AVAILABLE DATA
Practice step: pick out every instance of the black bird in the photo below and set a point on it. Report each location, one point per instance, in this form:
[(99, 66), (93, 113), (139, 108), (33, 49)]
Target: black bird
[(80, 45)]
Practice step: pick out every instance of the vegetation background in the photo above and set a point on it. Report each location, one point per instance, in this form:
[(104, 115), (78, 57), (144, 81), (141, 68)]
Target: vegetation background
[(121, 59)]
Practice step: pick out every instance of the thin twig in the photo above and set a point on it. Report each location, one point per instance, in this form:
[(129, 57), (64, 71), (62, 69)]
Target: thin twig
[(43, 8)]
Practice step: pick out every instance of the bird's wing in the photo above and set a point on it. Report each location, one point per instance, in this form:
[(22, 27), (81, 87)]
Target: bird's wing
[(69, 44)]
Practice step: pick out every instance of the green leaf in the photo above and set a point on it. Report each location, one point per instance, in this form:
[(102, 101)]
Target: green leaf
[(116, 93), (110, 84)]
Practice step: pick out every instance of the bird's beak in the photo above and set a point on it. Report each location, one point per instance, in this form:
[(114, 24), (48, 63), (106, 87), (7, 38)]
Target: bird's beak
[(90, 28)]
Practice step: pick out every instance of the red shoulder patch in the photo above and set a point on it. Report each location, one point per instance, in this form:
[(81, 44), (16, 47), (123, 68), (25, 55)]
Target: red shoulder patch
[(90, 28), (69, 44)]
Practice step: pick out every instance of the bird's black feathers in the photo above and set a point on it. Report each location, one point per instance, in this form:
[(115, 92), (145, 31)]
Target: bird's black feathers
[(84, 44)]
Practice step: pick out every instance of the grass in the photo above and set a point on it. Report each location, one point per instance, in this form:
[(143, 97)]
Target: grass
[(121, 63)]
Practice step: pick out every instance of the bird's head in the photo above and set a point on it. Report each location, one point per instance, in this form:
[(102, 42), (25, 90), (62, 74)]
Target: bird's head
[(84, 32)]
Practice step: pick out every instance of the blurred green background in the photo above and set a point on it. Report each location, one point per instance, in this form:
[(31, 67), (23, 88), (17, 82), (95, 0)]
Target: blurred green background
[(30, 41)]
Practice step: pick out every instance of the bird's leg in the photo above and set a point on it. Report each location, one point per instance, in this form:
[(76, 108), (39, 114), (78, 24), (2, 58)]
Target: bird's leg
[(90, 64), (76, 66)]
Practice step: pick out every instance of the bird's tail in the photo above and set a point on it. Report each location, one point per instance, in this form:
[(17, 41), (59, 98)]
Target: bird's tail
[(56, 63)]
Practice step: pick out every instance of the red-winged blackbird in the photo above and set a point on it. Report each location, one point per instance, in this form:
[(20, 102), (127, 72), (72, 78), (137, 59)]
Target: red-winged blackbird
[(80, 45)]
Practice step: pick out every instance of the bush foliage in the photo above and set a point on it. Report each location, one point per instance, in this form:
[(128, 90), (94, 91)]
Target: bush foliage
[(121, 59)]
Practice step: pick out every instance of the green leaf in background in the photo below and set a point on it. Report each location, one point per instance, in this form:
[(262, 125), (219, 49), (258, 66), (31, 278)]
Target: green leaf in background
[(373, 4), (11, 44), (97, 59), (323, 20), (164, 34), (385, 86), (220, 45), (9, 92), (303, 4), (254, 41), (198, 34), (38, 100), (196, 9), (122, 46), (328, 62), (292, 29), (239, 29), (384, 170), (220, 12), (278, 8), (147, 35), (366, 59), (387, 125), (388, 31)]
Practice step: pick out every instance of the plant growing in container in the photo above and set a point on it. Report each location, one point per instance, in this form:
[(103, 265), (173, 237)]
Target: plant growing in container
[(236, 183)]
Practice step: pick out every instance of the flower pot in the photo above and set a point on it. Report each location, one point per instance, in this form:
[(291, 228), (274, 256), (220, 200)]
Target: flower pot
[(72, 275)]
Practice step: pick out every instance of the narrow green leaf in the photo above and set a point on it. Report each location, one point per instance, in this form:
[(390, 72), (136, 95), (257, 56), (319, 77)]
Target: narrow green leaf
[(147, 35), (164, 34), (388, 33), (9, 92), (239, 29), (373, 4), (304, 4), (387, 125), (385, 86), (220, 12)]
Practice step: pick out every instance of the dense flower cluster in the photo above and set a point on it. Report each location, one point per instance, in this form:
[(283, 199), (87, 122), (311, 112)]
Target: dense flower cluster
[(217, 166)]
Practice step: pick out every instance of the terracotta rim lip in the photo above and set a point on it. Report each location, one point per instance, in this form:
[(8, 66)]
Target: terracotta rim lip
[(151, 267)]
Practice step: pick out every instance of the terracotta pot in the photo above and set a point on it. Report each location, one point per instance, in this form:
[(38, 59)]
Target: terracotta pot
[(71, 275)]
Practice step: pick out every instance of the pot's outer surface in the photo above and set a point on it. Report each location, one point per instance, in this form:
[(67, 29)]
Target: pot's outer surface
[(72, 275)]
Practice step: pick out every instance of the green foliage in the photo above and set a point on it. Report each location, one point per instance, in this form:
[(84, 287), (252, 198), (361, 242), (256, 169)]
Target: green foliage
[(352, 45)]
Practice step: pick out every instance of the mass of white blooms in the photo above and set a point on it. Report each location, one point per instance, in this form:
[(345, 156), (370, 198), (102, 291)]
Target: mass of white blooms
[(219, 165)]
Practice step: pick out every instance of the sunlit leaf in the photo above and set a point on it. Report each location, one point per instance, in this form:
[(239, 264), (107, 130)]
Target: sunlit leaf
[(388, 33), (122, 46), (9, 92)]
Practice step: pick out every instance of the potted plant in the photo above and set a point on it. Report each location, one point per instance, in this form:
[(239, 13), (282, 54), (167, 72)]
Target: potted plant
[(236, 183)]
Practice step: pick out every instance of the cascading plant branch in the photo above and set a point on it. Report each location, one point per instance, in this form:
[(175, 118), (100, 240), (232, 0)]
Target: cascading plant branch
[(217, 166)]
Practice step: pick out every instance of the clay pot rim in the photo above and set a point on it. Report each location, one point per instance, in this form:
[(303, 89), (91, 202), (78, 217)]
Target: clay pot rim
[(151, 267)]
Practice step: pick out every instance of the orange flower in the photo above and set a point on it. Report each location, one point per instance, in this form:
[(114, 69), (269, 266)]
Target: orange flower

OBJECTIVE
Transcribe all of the data above line for line, changing nothing.

SOLUTION FOR THIS EXERCISE
Practice step: pick out every instance of the black bird in the photo below and set a point on it. Report each location, one point per instance, in this form:
[(99, 66), (93, 113), (139, 108), (33, 49)]
Target: black bird
[(80, 45)]
Practice step: pick out every instance of the vegetation background in the photo above and set a point on it. Report each location, one point per instance, in this form:
[(104, 115), (78, 57), (144, 81), (141, 68)]
Target: vegetation background
[(121, 59)]
Practice step: pick out every instance of the thin twig in the photo above and set a point on it. Report each location, one point per instance, in this form:
[(129, 57), (64, 71), (62, 69)]
Target: thin twig
[(43, 8)]
Practice step: pick out every instance of the bird's wing in the photo above and set a point on it. Report each location, one point per instance, in this form:
[(22, 27), (81, 87)]
Target: bird's wing
[(69, 44)]
Practice step: pick out every instance of the green leaf in the photo above and set a point on it. Report each location, one point per instance, in this form:
[(102, 101)]
Target: green leaf
[(116, 93), (110, 84)]
Practice step: pick out every instance of the bird's beak in the photo above and set a point on it. Report each location, one point per instance, in this form:
[(114, 24), (48, 63), (106, 87), (7, 38)]
Target: bird's beak
[(90, 28)]
Practice step: pick out every instance of the red shoulder patch in the photo above and set a point on it. Report each location, one point per instance, in this form:
[(81, 44), (16, 47), (123, 68), (25, 55)]
Target: red shoulder patch
[(90, 28), (69, 44)]
Practice step: pick out every instance of the bird's black feathers in the photo above and set a point on it. Report each location, one point per instance, in this form:
[(115, 92), (145, 31)]
Target: bird's black feathers
[(84, 44)]
Practice step: pick out every instance of the grass in the photo above and set a point on it. Report each location, one point per instance, in this form:
[(143, 97)]
Target: grass
[(121, 63)]
Practice step: pick out every instance of the bird's head in the photo above and set a point on it. Report each location, one point per instance, in this form:
[(102, 42), (25, 90), (62, 74)]
Target: bird's head
[(84, 32)]
Practice step: pick out every instance of the blurred green background in the photo above and set a point on it. Report each location, one point per instance, in this form:
[(31, 67), (23, 88), (17, 82), (95, 0)]
Target: blurred green background
[(30, 41)]
Practice step: pick out every instance of the bird's leg in the photo above and set a point on it. Report each location, one point per instance, in this form:
[(76, 108), (39, 114), (78, 24), (2, 58)]
Target: bird's leg
[(90, 64), (76, 66)]
Practice step: pick out every instance of the bird's tail in the photo above and set a point on it. Report each location, one point per instance, in this form:
[(17, 41), (59, 98)]
Target: bird's tail
[(56, 63)]
Practice step: pick out every instance of the red-winged blackbird in the photo above and set a point on it. Report each location, one point per instance, in this form:
[(20, 102), (127, 72), (72, 78), (137, 59)]
Target: red-winged blackbird
[(80, 45)]
Practice step: pick out every instance of the bush foliage in the photo above and set a point on it. Report each location, one point per instance, in this form:
[(128, 90), (94, 91)]
Target: bush foliage
[(121, 59)]
Practice step: pick out every instance of the green leaf in background in the photo below and set a point on it. Report each location, one point per instance, in this form:
[(262, 125), (219, 49), (258, 66), (31, 278)]
Target: green leaf in background
[(373, 4), (11, 44), (97, 59), (323, 20), (164, 34), (385, 86), (220, 45), (9, 92), (303, 4), (254, 41), (198, 34), (38, 100), (196, 9), (122, 46), (328, 62), (292, 29), (239, 29), (384, 170), (220, 12), (278, 8), (147, 35), (366, 59), (387, 125), (388, 31)]
Practice step: pick out every instance of the plant growing in container in the photo above and set a point on it. Report each location, one point per instance, in this form:
[(103, 265), (173, 237)]
Target: plant growing in container
[(236, 183)]
Practice step: pick out every instance of the flower pot in the photo above and set a point on it. Report each location, one point per instance, in this form:
[(291, 228), (274, 256), (220, 200)]
Target: flower pot
[(72, 275)]
Practice step: pick out every instance of the narrow green leaf in the photo above and set a point on it. Report each location, one point per instance, in this form:
[(390, 72), (136, 95), (257, 56), (319, 77)]
Target: narrow green leaf
[(147, 35), (164, 34), (388, 33), (9, 92), (239, 29), (373, 4), (304, 4), (387, 125), (385, 86), (220, 12)]
Practice step: pick out every instance of the dense flower cluster in the photo above and set a point on it. Report each location, one point per instance, in this form:
[(283, 199), (87, 122), (311, 112)]
Target: dense flower cluster
[(217, 166)]
Practice step: pick out every instance of the terracotta rim lip in the photo above and set a point on it. Report each location, one point per instance, in this form:
[(8, 66)]
Target: terracotta rim lip
[(151, 267)]
Practice step: pick out every instance of the terracotta pot in the photo above and set a point on it. Report each location, one point per instance, in this form:
[(38, 59)]
Target: terracotta pot
[(71, 275)]
Practice step: pick out every instance of the pot's outer surface in the photo above and set a point on it. Report each location, one point per instance, in this form:
[(67, 29)]
Target: pot's outer surface
[(72, 275)]
Practice step: pick out every instance of the green foliage in the photo above and set a point on it. Report each location, one point per instance, in this form:
[(84, 287), (252, 198), (361, 242), (256, 169)]
Target: green foliage
[(352, 45)]
Practice step: pick out every instance of the mass of white blooms in the photo above and set a point on it. Report each location, one point per instance, in this form:
[(345, 156), (370, 198), (102, 291)]
Target: mass of white blooms
[(219, 165)]
Practice step: pick out every instance of the sunlit leaf in the photo above and set a point on it. Report each location, one point per instance, in this form:
[(239, 264), (107, 130)]
Target: sunlit leaf
[(388, 33), (122, 46), (9, 92)]
Practice step: pick out every instance of the potted plant in the photo above and set a point on it. Report each location, one point per instance, in this form:
[(239, 13), (282, 54), (167, 72)]
Target: potted plant
[(236, 183)]
Practice step: pick out every instance of the cascading plant branch in the photo above and set a point on it. Report each location, one point per instance, in this form:
[(175, 118), (100, 240), (232, 0)]
Target: cascading plant branch
[(217, 166)]
Practice step: pick out every instance of the clay pot rim in the photo above and set a point on it. Report each location, one point per instance, in this form:
[(303, 89), (91, 202), (78, 217)]
Target: clay pot rim
[(151, 267)]
Practice step: pick out every instance of the orange flower in the photo above and set a point on it. Report each location, one point per instance, in this form:
[(114, 69), (269, 266)]
Target: orange flower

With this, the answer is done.